* _Text provided_:
■ ■ ■

Just taking an hour or two write psuedo code, yields some invaluable time saving pieces later on:
1. An object model emerges
2. The program's flow is clearly defined for others
3. It can be used as documentation of your design with some refinement
4. Comments are easier to add and will be clearer for someone else reviewing your code.
Best of luck to you!
I've found that the best way to make sure you've chosen a good design is to make sure that you understand the problem, know the limitations you have, and know what things are must-haves vs. nice-to-haves.
Understanding the problem will involve talking to the people who have the need and keeping them anchored to what needs to get done first instead of how they think it ought to get done. Once you know what actually has to happen, you can go back and talk over requirements about how.
Knowing your limitations may be quite easy: needs to run on the iPhone; has to be a web application; needs to integrate with the already-existing Java code and deployment setup; and so on. It may be quite difficult: you don't know what the potential size of your user base is (hundreds? thousands? millions?); you don't know whether you'll need to localize it (though if you're not sure, assume you will have to).

■ ■ ■

* _Stored rows_:
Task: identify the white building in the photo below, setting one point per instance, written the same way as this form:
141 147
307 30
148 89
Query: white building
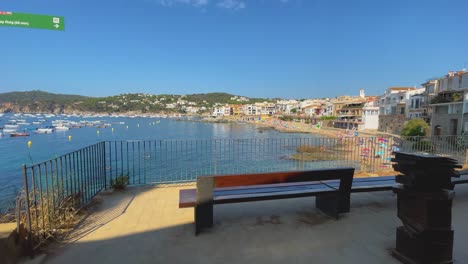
370 115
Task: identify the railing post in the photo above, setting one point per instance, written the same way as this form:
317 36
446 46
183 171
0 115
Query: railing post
466 156
104 162
26 190
425 207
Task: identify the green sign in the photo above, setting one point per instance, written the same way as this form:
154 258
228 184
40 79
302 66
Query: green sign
12 19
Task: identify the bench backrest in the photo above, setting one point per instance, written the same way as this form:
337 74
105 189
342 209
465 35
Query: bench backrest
206 184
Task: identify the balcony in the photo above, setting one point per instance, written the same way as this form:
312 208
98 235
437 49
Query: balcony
447 98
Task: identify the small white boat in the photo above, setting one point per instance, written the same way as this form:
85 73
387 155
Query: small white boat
46 130
62 128
9 130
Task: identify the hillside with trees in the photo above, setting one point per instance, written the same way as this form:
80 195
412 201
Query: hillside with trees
43 102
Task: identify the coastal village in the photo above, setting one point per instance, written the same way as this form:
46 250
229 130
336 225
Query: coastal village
441 102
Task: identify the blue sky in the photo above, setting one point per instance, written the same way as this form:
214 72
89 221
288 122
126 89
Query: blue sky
257 48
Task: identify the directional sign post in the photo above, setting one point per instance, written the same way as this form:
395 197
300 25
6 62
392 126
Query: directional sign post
13 19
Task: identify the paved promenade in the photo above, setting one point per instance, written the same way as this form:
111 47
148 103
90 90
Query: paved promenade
145 225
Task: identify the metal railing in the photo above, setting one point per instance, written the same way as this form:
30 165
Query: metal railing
172 161
56 188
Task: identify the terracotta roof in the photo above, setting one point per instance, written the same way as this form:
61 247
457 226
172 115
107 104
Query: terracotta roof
402 88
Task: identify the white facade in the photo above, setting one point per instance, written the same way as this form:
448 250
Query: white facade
218 111
370 115
394 97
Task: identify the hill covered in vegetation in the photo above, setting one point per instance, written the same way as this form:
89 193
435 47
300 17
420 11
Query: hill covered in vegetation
43 102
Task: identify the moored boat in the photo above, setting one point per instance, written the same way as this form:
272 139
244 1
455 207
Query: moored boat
62 128
45 130
19 134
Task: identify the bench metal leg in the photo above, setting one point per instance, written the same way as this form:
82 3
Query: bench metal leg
345 203
203 217
329 204
204 206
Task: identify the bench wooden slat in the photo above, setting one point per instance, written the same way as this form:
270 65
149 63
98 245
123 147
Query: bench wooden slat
271 189
187 198
250 197
278 177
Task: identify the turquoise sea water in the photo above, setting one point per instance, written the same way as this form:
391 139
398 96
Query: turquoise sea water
14 152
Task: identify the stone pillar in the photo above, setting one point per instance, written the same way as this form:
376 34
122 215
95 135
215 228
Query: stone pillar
425 208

■ ■ ■

* _What you need to do_:
1) Write out the stretch of the software design advice above from "I've found that" through "requirements about how.".
2) In the software design advice, what should you assume if you're unsure whether the application will need localization?

* _Correct answers_:
1)
I've found that the best way to make sure you've chosen a good design is to make sure that you understand the problem, know the limitations you have, and know what things are must-haves vs. nice-to-haves.
Understanding the problem will involve talking to the people who have the need and keeping them anchored to what needs to get done first instead of how they think it ought to get done. Once you know what actually has to happen, you can go back and talk over requirements about how.

2) Assume you will have to localize it.